(EXERCISE INPUT Opens)

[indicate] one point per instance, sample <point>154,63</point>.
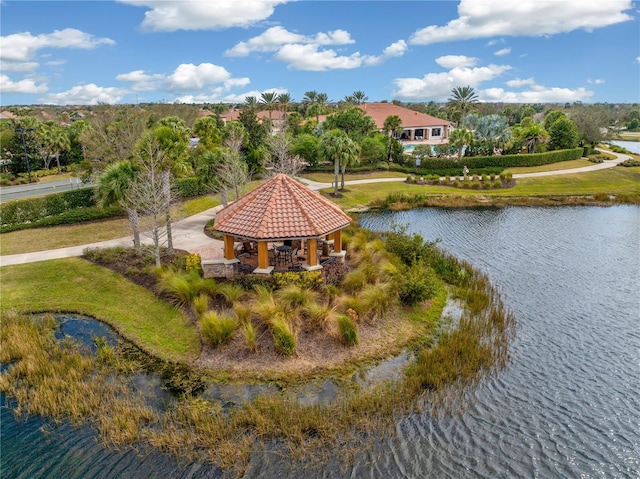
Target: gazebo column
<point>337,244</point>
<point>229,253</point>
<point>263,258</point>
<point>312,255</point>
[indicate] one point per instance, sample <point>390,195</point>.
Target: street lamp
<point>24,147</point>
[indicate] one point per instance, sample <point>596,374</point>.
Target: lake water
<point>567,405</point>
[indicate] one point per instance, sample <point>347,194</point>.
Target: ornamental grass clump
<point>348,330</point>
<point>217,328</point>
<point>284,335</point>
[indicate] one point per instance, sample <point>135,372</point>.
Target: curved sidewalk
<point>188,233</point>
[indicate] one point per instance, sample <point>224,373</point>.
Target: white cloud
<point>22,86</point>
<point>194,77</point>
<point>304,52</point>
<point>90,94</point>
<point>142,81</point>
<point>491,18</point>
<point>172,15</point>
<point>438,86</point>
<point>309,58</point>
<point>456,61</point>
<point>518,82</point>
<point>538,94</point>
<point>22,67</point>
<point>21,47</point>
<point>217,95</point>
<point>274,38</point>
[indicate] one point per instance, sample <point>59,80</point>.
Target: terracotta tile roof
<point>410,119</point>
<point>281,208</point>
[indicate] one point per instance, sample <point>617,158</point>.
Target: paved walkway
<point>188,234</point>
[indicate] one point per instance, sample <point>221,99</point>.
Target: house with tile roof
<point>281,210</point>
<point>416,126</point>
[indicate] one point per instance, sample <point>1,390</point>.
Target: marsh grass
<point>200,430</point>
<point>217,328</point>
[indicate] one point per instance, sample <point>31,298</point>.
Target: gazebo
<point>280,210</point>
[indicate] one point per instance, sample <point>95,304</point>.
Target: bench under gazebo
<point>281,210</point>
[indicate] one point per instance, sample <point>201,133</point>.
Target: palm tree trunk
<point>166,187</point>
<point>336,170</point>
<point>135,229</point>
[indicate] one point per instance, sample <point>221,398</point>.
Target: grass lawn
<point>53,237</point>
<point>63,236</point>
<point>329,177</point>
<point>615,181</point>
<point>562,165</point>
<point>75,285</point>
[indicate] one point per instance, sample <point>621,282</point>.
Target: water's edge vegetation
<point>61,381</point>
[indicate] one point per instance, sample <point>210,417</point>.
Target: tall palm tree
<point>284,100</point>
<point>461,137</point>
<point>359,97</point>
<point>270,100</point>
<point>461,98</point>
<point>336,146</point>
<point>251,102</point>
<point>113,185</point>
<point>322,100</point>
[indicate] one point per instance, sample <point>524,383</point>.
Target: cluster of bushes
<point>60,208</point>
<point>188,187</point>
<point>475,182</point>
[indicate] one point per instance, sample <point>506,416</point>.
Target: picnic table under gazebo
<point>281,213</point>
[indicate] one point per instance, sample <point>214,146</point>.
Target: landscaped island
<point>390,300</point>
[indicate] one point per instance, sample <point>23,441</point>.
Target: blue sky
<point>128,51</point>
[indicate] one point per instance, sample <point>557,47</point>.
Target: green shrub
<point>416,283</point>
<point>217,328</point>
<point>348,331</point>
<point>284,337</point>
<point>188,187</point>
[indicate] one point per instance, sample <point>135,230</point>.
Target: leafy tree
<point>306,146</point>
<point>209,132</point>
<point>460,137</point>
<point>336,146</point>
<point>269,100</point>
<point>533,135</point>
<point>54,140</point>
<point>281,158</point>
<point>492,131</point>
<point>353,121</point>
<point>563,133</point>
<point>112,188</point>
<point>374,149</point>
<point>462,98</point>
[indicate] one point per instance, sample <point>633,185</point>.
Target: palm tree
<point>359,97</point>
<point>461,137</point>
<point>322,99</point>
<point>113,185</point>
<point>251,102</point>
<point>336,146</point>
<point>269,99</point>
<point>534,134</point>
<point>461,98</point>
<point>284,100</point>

(EXERCISE INPUT Closes)

WHAT YOU WILL DO: Every entry above should come back exactly as written, except for its pictures.

RESULT OF THE TASK:
[indicate] one point per instance, sample <point>154,63</point>.
Target: gazebo column
<point>337,244</point>
<point>229,253</point>
<point>263,258</point>
<point>312,255</point>
[indicate] one point per instance, sample <point>390,195</point>.
Target: street lamp
<point>24,147</point>
[indicate] one point per instance, sample <point>596,374</point>.
Target: lake water
<point>567,405</point>
[indicate] one point per instance, sample <point>347,194</point>.
Target: ornamental grass clump
<point>348,330</point>
<point>217,328</point>
<point>284,335</point>
[indicate] one point per instance, sample <point>135,372</point>.
Target: curved sidewalk
<point>188,233</point>
[indicate] one point per instance, sample <point>224,373</point>.
Target: white cloud
<point>22,86</point>
<point>194,77</point>
<point>304,52</point>
<point>90,94</point>
<point>142,81</point>
<point>491,18</point>
<point>172,15</point>
<point>438,86</point>
<point>309,58</point>
<point>456,61</point>
<point>518,82</point>
<point>538,94</point>
<point>22,67</point>
<point>21,47</point>
<point>217,95</point>
<point>274,38</point>
[indicate] one point per instance, sample <point>59,80</point>.
Target: terracotta tile roof
<point>410,119</point>
<point>281,208</point>
[indicate] one point per instance, sample <point>617,158</point>.
Target: paved walkway
<point>188,234</point>
[indicate] one point per instance, sample <point>221,99</point>.
Target: house with tile roof
<point>281,210</point>
<point>416,126</point>
[indicate] one point per instance, sample <point>1,390</point>.
Target: marsh grass
<point>200,430</point>
<point>217,328</point>
[indicate] one point per instance, sample <point>31,298</point>.
Target: gazebo
<point>280,210</point>
[indicate] one point per instance, sample <point>95,304</point>.
Target: bench under gazebo
<point>281,210</point>
[indicate] one point per instance, sample <point>201,133</point>.
Target: palm tree trunk
<point>166,187</point>
<point>336,170</point>
<point>135,229</point>
[indicate] one point per instance, sample <point>221,398</point>.
Target: grass lawn
<point>53,237</point>
<point>63,236</point>
<point>329,177</point>
<point>615,181</point>
<point>562,165</point>
<point>75,285</point>
[indicate] one point per instance, sample <point>621,282</point>.
Target: water's edge vegetation
<point>61,381</point>
[indicate] one point per instance, sample <point>210,417</point>.
Target: tall palm tree
<point>284,100</point>
<point>461,137</point>
<point>359,97</point>
<point>270,100</point>
<point>461,98</point>
<point>336,146</point>
<point>251,102</point>
<point>113,185</point>
<point>322,100</point>
[indicate] one point per instance, sample <point>524,383</point>.
Target: cluster of bushes
<point>60,208</point>
<point>188,187</point>
<point>475,182</point>
[indicate] one point per instance, sample <point>506,416</point>.
Target: picnic table under gazebo
<point>281,213</point>
[indicate] one point per instance, sample <point>214,146</point>.
Target: landscaped island
<point>390,300</point>
[indicate] one point per instance, sample <point>23,441</point>.
Target: blue sky
<point>128,51</point>
[indicate] one point per instance, sample <point>557,47</point>.
Target: green shrub
<point>416,283</point>
<point>217,328</point>
<point>348,331</point>
<point>284,337</point>
<point>188,187</point>
[indicate] one point per instance, sample <point>135,230</point>.
Target: leafy tree
<point>306,146</point>
<point>209,132</point>
<point>460,137</point>
<point>336,146</point>
<point>269,100</point>
<point>533,135</point>
<point>54,140</point>
<point>281,158</point>
<point>492,131</point>
<point>353,121</point>
<point>563,133</point>
<point>112,188</point>
<point>374,149</point>
<point>462,98</point>
[indicate] one point per instance, sample <point>633,185</point>.
Target: palm tree
<point>359,97</point>
<point>461,137</point>
<point>322,99</point>
<point>113,185</point>
<point>251,102</point>
<point>336,146</point>
<point>269,99</point>
<point>534,134</point>
<point>461,98</point>
<point>284,100</point>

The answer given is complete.